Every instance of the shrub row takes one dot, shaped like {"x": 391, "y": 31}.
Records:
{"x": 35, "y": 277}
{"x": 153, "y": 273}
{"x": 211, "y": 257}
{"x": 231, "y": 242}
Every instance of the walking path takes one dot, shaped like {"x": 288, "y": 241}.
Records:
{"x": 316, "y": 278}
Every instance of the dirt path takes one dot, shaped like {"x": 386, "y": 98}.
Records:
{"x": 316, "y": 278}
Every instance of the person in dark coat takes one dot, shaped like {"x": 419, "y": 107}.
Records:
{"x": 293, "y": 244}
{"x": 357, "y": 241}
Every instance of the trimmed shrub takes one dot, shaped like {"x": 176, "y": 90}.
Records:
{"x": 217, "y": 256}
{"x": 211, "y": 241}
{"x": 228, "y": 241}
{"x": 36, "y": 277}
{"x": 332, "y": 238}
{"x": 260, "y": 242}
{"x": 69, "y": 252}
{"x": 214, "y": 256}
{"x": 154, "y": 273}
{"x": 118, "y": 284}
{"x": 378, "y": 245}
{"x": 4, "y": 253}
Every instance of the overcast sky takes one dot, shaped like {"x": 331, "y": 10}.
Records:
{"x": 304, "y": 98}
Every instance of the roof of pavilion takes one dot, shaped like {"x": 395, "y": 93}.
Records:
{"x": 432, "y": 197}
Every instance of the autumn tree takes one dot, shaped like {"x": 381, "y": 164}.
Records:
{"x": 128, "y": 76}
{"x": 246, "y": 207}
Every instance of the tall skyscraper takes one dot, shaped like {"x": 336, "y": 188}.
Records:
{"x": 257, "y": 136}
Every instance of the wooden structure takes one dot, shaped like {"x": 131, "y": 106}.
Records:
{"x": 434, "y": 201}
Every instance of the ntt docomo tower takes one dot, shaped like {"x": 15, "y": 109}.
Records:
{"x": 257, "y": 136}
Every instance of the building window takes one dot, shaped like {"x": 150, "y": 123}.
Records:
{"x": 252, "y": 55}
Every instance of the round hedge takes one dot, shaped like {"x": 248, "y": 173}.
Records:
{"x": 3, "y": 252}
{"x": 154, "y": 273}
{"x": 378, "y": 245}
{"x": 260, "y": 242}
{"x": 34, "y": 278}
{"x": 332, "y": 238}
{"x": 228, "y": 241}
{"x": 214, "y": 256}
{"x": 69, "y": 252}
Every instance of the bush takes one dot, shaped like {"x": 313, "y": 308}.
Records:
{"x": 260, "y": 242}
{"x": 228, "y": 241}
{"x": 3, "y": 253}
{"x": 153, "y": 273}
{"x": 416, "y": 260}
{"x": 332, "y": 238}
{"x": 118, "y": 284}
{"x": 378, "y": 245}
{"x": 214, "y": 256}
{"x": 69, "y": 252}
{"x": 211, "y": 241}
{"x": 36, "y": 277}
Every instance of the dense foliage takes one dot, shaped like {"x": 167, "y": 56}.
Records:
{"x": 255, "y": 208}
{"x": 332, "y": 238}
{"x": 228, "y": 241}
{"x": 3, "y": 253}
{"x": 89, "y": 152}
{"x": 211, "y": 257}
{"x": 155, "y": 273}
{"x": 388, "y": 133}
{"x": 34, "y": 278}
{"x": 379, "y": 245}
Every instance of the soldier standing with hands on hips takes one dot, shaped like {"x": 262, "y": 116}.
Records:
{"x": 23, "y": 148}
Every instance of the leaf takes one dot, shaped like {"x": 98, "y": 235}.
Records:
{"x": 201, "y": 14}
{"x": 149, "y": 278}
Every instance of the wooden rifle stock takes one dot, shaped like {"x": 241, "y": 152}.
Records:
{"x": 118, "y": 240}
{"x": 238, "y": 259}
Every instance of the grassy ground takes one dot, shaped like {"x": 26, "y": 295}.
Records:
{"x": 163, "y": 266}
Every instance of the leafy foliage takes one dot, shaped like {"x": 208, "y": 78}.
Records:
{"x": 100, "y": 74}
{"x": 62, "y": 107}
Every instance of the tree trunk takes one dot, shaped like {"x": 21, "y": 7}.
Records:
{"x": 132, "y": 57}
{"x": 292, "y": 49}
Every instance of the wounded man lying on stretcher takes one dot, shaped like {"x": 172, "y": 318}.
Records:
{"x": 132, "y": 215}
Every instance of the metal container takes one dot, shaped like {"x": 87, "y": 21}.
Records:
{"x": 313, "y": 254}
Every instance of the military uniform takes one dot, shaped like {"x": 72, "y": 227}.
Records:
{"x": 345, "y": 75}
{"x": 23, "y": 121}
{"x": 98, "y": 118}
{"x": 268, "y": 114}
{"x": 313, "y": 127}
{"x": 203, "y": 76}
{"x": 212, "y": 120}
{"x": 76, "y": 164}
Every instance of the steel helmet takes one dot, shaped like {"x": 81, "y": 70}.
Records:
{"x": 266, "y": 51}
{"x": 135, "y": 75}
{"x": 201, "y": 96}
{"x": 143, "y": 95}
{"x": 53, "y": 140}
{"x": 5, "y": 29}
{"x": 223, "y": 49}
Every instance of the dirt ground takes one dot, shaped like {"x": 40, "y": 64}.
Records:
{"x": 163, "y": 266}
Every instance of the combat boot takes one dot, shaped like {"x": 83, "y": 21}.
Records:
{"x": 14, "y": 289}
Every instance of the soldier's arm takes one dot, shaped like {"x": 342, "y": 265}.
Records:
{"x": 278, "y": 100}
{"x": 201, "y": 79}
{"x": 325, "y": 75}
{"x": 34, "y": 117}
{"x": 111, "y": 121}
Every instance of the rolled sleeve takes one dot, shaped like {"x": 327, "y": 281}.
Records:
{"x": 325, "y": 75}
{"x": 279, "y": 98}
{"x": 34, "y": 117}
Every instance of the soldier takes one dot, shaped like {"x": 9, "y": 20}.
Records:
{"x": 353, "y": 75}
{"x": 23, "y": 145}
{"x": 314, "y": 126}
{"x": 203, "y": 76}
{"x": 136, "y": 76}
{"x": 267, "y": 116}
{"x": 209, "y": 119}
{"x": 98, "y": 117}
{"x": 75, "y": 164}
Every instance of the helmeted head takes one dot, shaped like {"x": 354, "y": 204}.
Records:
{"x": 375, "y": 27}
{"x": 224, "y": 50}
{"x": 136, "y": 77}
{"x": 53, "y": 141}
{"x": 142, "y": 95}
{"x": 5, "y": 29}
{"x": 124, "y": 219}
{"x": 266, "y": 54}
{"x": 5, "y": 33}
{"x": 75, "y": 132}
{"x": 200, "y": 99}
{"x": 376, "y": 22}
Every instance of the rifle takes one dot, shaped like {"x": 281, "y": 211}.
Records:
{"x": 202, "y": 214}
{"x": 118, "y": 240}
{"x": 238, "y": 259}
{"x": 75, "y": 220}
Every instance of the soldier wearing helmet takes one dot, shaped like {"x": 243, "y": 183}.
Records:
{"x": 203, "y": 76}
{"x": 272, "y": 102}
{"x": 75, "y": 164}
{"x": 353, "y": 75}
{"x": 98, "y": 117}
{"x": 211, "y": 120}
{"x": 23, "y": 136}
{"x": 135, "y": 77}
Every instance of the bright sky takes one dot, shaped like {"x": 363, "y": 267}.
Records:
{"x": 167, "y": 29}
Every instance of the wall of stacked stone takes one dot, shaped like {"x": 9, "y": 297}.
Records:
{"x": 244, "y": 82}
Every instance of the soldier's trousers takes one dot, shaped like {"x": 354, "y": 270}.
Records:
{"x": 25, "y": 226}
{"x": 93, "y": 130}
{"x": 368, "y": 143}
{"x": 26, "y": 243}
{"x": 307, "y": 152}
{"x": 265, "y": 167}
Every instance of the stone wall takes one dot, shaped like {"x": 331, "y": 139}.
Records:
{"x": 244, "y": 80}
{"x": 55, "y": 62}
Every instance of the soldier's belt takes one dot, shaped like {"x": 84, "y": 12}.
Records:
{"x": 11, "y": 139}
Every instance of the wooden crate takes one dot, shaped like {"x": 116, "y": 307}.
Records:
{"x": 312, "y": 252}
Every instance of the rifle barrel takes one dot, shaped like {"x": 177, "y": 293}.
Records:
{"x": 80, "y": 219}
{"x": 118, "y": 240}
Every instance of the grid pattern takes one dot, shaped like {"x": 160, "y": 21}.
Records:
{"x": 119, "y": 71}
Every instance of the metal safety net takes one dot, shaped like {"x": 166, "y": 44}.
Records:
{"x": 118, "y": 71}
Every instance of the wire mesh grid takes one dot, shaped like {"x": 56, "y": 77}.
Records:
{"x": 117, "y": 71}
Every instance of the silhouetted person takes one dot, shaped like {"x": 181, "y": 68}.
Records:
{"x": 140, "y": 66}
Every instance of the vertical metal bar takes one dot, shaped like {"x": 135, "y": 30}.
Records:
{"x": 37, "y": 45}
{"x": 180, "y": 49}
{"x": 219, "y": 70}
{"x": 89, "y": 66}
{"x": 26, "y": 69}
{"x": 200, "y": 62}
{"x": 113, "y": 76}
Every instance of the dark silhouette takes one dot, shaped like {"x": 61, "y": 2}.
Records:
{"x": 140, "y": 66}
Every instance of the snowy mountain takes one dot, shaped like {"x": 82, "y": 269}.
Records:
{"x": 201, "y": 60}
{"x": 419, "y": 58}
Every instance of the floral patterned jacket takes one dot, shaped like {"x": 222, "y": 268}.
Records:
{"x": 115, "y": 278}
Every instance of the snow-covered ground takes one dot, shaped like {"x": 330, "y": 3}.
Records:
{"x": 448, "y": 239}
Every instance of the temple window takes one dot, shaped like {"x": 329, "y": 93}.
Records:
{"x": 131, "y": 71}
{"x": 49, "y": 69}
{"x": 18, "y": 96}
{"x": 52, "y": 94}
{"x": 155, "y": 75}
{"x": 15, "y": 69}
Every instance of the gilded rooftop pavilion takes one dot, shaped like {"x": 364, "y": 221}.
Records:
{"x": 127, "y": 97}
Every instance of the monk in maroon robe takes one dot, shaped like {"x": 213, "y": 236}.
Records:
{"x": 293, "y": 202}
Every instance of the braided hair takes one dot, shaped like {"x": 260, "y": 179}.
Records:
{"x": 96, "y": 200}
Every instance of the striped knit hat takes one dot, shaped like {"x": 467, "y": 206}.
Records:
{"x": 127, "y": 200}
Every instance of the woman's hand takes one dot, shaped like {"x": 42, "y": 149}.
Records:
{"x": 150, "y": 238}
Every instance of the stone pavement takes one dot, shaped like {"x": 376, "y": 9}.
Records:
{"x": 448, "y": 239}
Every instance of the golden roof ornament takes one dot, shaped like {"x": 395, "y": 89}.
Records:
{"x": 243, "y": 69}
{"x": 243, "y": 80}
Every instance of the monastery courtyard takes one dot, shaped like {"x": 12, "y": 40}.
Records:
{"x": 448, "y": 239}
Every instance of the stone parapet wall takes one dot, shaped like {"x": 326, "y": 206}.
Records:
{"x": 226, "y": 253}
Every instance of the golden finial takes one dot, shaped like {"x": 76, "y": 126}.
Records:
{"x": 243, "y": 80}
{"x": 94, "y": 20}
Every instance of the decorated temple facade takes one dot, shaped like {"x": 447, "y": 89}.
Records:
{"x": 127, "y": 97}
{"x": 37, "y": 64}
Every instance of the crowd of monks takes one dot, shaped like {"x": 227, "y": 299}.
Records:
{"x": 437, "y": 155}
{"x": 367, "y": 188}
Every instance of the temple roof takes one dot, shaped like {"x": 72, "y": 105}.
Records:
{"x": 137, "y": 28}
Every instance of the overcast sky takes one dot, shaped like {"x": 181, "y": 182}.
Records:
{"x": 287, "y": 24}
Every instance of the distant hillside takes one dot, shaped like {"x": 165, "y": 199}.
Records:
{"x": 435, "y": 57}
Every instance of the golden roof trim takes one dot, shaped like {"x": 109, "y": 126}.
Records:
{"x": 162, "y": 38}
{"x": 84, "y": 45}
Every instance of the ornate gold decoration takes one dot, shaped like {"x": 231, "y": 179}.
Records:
◆ ◆ ◆ ◆
* _What is needed_: Set down, unchanged, every line above from the one containing "Every instance of the crowd" through the final line, with both of those lines included.

* _Reply_:
Every instance of the crowd of monks takes one dot, shaped like {"x": 227, "y": 299}.
Records:
{"x": 437, "y": 155}
{"x": 367, "y": 188}
Every instance of the temple roof takes one dot, shaped like {"x": 72, "y": 105}.
Records:
{"x": 137, "y": 28}
Every instance of the overcast sky takes one dot, shaped like {"x": 181, "y": 182}.
Records:
{"x": 287, "y": 24}
Every instance of the distant hillside takes one dot, shaped like {"x": 165, "y": 199}.
Records:
{"x": 435, "y": 57}
Every instance of the golden roof trim takes one dot, shaped like {"x": 109, "y": 126}.
Records:
{"x": 162, "y": 38}
{"x": 84, "y": 45}
Every instance of the ornate gold decoration takes one dot, shaped like {"x": 231, "y": 179}.
Records:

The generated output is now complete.